Prompt.
Arrange each of the lines below as one string in a JSON list, leaving out blank lines and the picture.

Records.
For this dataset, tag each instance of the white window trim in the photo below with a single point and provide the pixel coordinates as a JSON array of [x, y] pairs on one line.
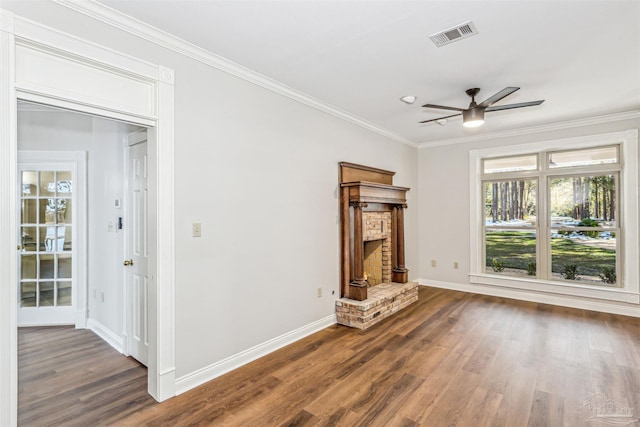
[[629, 292]]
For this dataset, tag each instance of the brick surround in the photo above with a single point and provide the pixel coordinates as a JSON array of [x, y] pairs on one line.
[[377, 252], [382, 301]]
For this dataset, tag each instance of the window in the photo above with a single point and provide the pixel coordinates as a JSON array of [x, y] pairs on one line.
[[553, 216]]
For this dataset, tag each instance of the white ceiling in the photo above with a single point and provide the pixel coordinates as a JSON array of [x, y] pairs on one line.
[[582, 57]]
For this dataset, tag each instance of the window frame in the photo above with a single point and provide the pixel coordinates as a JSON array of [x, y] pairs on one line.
[[628, 288]]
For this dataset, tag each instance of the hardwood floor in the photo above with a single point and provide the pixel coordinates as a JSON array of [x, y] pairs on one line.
[[451, 359]]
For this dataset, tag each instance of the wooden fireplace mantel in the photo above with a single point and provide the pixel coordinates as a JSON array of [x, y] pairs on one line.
[[372, 192], [363, 188]]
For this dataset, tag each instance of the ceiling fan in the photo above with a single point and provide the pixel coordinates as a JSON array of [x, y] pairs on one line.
[[473, 116]]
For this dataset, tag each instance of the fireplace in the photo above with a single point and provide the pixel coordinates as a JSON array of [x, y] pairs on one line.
[[371, 208], [374, 279], [377, 264]]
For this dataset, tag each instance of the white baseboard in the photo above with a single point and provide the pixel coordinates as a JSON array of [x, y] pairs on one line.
[[540, 297], [201, 376], [113, 339]]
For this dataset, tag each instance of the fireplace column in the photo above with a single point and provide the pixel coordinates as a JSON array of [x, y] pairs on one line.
[[400, 272], [358, 285]]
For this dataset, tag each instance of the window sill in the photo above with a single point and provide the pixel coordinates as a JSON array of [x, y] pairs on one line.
[[583, 291]]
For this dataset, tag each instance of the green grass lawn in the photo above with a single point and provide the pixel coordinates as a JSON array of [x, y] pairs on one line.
[[516, 249]]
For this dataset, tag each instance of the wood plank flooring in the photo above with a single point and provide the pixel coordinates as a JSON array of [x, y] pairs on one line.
[[451, 359]]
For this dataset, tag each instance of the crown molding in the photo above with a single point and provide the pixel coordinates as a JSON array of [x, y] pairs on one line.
[[536, 129], [145, 31]]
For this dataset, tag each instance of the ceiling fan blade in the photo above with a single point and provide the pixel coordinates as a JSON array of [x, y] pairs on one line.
[[442, 107], [510, 106], [441, 118], [498, 96]]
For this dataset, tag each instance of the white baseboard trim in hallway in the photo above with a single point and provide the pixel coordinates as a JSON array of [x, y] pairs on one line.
[[201, 376]]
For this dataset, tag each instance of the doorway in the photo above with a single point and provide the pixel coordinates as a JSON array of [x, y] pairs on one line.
[[132, 90]]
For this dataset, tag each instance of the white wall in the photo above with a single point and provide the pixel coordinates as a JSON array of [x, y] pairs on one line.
[[444, 208], [55, 130], [260, 172]]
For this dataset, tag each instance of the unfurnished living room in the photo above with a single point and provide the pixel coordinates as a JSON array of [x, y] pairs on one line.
[[322, 213]]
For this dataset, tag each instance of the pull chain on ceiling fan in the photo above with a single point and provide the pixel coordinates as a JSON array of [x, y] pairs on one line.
[[473, 116]]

Problem solution.
[
  "For this dataset, tag each instance of the white window trim in the photo below with a single point and provide the pixel coordinates as a JSON array of [x, y] pairs on one line.",
  "[[629, 292]]",
  "For this dataset, tag each instance of the brick surround in the photo above with a single point and provide the pixel coordinates as a JSON array of [x, y] pairs on one line.",
  "[[377, 252], [382, 301]]",
  "For this dataset, tag each instance of the window in the photo above with a single point and provide the pixel coordinates as a JSON array of [x, y] pairs on one line.",
  "[[553, 216]]",
  "For this dataset, tag each instance of the white ceiling in the photo above with a single point and provide the pixel coordinates as a JSON array of [x, y] pairs on one line.",
  "[[582, 57]]",
  "For this dataset, tag each instance of the window frame in the photo above with a single point and provide the pixel coordinates as a JSON array of [x, y] pairs on one line.",
  "[[628, 288]]",
  "For this dataset, tag each instance of the hardwood floor in the photo above with a single point and provide the pixel coordinates as a JSON array of [x, y] pairs on one line.",
  "[[451, 359]]",
  "For this dataset, tag each instance of the wooden fireplace mantel in the photo above with a single point and provide the pixel coordinates as a JSON array of [x, y] pairs on one line.",
  "[[372, 192], [363, 188]]",
  "For this dataset, tag each instance of the ceiling fan in the photo above with a single point and provide the pixel coordinates as a JSON array of [x, y] pairs on one line.",
  "[[473, 116]]",
  "For this dataset, tag each instance of the fireplace in the photo above with a single point and provide the pixel coordinates as a JSON array of [x, y] pairs on one line.",
  "[[371, 208], [374, 279], [377, 264]]",
  "For this dataset, tag each instance of the white baseboard in the photo above with a single point and provide the pixel coordinates as a JSON array of [x, y] pairs on one line.",
  "[[540, 297], [201, 376], [113, 339]]",
  "For this dataset, tag each instance of the fireplace column in the photo above with a single point and provide the pixel coordinates as a JSON array of [x, y] pairs on one line.",
  "[[400, 272], [358, 285]]",
  "For this dataset, tag each instance of the window sill in the photo above with a single point and provide the pixel coordinates as a JSON array of [x, y] pairs on one line.",
  "[[583, 291]]",
  "For this dataset, tag each instance of the green grass lawn in the photo above with a single point and provide the pixel coordinates as a JSON array of [x, y] pairs on one line.",
  "[[516, 249]]",
  "For this dataset, tag each instance of the wood plank flooring in the photo above with a single point and provide the pixel coordinates as a JSON array of [x, y] pairs on one line.",
  "[[451, 359]]",
  "For this dataset, tag each instance of the crown molding in the photo above with a single point and provide the pixel coordinates as a JSON array of [x, y] pairs on one line.",
  "[[536, 129], [145, 31]]",
  "For this dataset, tag each instance of the ceiling fan blade in the photo above with a single point and provide the pixel coordinates as a JSON array of [x, y] pairs on one line.",
  "[[442, 107], [510, 106], [441, 118], [498, 96]]",
  "For this dataset, tag each instance of the white baseboard trim in hallway in the photo above with a single point and provide the pixel coordinates as a JSON array of [x, y] pairs on one line.",
  "[[201, 376]]",
  "For this dataset, tag each instance of the doorway in the photo above with a single point and provide the pixel coordinates as a JSON array of [x, y] pairs on one line.",
  "[[132, 90]]",
  "For this dataset, tag each instance of the white wall in the photo above with a single point and provide the pixel coordinates as a JSON array of [x, y] pairs on one line.",
  "[[444, 208], [55, 130], [260, 172]]",
  "For this dataset, tag each instance of the unfurnished living room in the photo above with a single point and provide the pixel coordinates as a JSON array of [x, y] pairs on one line.",
  "[[322, 213]]",
  "For this dataset, tag each instance of the pull chain on ceiling fan in the photo above with a single point and provide the pixel coordinates as a JSON array of [x, y] pairs on one line.",
  "[[473, 116]]"
]